【论文解读】单目3D目标检测 LPCG（ECCV 2022）-阿里云开发者社区

一、LPCG 简介

LPCG是一种用激光点云指导-单目3D目标检测的方法，通过点云数据生成海量粗略的3D标签，生成过程中不用对点云进行标注；降低3D标签的成本。

同时这些海量“粗略的3D标签”位置是准确的，只是尺寸和朝向有些偏差；

所以如何通过点云数据，直接生成粗略的3D标签是LPCG论文亮点。

用这些海量“粗略的3D标签”，作为伪标签，指导单目3D目标检测训练。这种方法可以应用到各种单目3D目标检测模型中，模型精度提升大，太强了~

论文地址：Lidar Point Cloud Guided Monocular 3D Object Detection

开源地址：https://github.com/SPengLiang/LPCG

二、论文核心观点

论文核心观点，主要有4点组成：

1、在单目3D目标检测的标签中，中心点位置准确性，是非常重要的；与标签的尺寸和朝向相比，3D位置是极其关键的。
2、激光雷达的点云数据，具有准确的3D测量；获取点云数据，不用对点云数据进行标注，经过算法直接生成粗略的3D标签。
3、标注一小部分数据，监督训练点云3D目标检测模型，得到高精度的模型；模型预测的结果，作为较精准的3D标签。
4、用海量的粗略3D标签，和小量的较精准3D标签，一起形成伪标签，指导单目3D目标检测训练。

三、思路框架

LPCG是一种用激光点云指导-单目3D目标检测的方法，可以应用到各种单目3D目标检测模型中，比如：MonoFlex、M3D-RPN等等。

来源条目:
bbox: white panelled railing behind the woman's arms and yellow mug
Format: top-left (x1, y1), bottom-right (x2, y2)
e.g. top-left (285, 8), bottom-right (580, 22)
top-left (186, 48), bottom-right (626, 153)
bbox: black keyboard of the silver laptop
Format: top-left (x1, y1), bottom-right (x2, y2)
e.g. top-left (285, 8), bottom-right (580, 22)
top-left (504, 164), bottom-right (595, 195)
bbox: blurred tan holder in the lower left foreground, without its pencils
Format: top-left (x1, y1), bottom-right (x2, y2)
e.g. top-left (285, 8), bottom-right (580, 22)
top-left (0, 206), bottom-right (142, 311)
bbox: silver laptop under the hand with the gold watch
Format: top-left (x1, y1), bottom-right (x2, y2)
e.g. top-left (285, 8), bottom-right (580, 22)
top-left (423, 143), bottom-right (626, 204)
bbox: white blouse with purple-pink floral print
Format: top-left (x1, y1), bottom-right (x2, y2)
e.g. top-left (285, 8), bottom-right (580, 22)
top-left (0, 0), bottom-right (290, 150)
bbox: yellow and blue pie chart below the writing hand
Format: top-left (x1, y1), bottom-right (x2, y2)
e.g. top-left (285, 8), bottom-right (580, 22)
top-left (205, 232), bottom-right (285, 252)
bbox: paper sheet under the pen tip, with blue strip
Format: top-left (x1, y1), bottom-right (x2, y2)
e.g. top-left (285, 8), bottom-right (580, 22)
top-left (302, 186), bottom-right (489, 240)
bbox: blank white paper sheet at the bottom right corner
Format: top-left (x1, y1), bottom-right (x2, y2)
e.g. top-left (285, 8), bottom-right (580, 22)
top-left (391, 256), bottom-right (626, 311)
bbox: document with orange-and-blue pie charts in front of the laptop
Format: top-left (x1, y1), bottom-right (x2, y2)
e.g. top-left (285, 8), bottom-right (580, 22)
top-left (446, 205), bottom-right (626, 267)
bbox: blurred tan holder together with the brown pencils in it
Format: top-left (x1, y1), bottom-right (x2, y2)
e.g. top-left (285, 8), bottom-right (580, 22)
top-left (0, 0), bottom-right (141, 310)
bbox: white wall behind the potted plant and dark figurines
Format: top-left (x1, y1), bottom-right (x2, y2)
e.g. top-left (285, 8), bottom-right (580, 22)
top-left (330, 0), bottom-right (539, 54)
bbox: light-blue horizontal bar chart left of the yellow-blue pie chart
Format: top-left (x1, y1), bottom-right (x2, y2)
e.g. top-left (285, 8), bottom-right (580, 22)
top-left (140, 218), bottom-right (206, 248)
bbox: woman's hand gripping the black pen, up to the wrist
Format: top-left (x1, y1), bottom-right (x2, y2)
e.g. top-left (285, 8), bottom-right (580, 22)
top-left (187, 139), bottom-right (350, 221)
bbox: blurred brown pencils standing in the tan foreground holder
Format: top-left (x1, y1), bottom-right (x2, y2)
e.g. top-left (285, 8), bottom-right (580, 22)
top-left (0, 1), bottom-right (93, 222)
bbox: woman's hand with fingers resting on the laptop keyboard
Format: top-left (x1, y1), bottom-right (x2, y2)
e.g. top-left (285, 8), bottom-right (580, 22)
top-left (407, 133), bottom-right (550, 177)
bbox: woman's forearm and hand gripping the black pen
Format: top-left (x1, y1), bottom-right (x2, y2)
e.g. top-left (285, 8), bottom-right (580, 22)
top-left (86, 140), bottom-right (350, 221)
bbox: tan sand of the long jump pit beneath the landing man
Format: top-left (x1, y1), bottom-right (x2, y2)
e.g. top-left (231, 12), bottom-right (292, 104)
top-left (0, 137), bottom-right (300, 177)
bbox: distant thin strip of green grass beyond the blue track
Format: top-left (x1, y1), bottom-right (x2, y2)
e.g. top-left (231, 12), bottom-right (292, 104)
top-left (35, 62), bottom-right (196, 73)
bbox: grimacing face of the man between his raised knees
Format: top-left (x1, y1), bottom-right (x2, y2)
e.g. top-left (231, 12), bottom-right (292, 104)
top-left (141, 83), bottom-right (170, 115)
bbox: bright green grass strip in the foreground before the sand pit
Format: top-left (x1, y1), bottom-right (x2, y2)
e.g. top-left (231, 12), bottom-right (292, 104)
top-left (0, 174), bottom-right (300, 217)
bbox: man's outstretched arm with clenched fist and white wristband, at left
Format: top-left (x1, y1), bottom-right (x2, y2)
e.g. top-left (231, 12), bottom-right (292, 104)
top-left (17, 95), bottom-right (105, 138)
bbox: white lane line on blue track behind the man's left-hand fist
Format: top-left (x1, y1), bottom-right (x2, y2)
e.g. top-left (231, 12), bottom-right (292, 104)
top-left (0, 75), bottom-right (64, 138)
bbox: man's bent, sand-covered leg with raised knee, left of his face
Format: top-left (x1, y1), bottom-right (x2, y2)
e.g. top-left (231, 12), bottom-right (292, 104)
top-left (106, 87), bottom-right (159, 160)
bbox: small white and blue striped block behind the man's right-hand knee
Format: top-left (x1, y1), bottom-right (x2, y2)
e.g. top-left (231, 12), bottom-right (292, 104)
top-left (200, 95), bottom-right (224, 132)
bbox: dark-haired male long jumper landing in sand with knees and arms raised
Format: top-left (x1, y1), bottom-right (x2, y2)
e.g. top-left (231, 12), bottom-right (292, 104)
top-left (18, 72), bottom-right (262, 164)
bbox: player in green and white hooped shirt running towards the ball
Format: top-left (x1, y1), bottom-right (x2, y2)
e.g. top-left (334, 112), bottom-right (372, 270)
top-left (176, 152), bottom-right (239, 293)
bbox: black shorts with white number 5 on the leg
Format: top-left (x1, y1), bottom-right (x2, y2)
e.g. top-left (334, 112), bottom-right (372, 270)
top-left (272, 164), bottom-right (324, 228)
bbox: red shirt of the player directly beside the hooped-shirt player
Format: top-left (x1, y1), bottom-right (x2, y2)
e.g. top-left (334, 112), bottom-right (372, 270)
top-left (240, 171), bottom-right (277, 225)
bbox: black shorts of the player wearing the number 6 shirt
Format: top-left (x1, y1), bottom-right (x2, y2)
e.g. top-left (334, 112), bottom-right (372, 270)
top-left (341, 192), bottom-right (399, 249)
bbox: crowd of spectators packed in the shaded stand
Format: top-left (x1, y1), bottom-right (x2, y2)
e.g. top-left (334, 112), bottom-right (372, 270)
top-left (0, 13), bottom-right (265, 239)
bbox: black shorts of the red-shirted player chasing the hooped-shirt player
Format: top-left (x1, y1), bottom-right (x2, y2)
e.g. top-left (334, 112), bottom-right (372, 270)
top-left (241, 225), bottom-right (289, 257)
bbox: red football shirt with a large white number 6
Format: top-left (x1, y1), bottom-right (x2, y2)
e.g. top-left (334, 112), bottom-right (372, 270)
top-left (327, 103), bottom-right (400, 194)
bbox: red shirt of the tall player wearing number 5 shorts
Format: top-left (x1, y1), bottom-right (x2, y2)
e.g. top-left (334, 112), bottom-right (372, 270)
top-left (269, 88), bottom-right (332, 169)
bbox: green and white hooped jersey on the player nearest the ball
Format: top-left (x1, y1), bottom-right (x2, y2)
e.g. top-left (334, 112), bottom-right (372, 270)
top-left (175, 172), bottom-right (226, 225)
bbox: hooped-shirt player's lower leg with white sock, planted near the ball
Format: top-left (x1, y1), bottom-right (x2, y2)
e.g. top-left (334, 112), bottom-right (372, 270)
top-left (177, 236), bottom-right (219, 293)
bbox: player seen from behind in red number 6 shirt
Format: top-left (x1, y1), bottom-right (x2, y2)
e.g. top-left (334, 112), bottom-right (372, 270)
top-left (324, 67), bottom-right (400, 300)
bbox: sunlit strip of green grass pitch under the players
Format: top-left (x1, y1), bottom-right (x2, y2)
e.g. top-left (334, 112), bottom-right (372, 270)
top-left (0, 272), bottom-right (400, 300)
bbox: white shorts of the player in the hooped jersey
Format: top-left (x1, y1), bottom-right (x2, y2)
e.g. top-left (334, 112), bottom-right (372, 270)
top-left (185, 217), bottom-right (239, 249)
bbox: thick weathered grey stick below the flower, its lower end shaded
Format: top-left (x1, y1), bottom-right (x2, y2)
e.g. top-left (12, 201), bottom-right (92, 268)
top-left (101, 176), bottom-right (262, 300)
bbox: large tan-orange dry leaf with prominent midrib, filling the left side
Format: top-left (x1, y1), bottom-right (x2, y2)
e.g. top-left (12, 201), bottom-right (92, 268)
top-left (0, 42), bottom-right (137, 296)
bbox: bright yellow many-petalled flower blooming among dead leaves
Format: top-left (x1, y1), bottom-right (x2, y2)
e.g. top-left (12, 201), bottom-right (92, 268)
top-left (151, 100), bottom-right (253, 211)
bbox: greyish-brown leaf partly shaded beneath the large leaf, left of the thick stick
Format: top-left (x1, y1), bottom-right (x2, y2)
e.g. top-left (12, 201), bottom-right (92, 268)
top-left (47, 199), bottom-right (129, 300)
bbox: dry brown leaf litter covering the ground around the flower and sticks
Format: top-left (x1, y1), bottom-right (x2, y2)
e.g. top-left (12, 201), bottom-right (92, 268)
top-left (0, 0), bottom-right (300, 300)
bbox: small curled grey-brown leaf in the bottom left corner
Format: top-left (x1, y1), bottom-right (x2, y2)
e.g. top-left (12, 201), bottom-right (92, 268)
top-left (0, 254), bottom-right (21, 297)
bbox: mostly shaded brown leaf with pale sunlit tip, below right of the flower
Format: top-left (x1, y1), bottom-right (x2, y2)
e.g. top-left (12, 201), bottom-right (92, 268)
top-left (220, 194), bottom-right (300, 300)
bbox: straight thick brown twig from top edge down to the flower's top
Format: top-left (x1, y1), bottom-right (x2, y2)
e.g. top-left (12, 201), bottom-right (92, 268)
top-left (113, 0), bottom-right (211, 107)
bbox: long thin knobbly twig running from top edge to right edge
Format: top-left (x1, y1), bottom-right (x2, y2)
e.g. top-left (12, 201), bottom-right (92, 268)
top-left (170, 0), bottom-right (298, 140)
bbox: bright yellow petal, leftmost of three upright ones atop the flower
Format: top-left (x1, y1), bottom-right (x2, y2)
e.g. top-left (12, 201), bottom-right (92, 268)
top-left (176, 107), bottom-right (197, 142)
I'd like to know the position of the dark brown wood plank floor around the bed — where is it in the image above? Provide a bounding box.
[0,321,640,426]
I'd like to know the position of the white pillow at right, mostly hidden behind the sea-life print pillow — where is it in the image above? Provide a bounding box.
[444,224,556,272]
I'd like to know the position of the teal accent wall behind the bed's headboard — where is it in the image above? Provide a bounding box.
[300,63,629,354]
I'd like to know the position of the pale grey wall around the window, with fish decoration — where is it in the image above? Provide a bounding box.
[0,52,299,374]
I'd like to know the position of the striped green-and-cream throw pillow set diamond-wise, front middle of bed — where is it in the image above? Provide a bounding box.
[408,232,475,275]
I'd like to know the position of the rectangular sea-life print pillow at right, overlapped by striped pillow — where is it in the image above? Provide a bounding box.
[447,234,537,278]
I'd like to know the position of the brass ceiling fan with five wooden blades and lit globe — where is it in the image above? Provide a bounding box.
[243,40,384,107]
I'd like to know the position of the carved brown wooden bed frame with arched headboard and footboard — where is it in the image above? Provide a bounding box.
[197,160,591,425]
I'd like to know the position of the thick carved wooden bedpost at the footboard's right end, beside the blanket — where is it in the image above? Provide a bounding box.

工作单: 把介绍LPCG的文段中从“1、在单目3D目标检测的标签”到“起形成伪标签，指导单目3D目标检测训练。”的部分一字不差地抄下来，首尾两处都算在内。 这些条目在此不起作用。

任务答复:
1、在单目3D目标检测的标签中，中心点位置准确性，是非常重要的；与标签的尺寸和朝向相比，3D位置是极其关键的。
2、激光雷达的点云数据，具有准确的3D测量；获取点云数据，不用对点云数据进行标注，经过算法直接生成粗略的3D标签。
3、标注一小部分数据，监督训练点云3D目标检测模型，得到高精度的模型；模型预测的结果，作为较精准的3D标签。
4、用海量的粗略3D标签，和小量的较精准3D标签，一起形成伪标签，指导单目3D目标检测训练。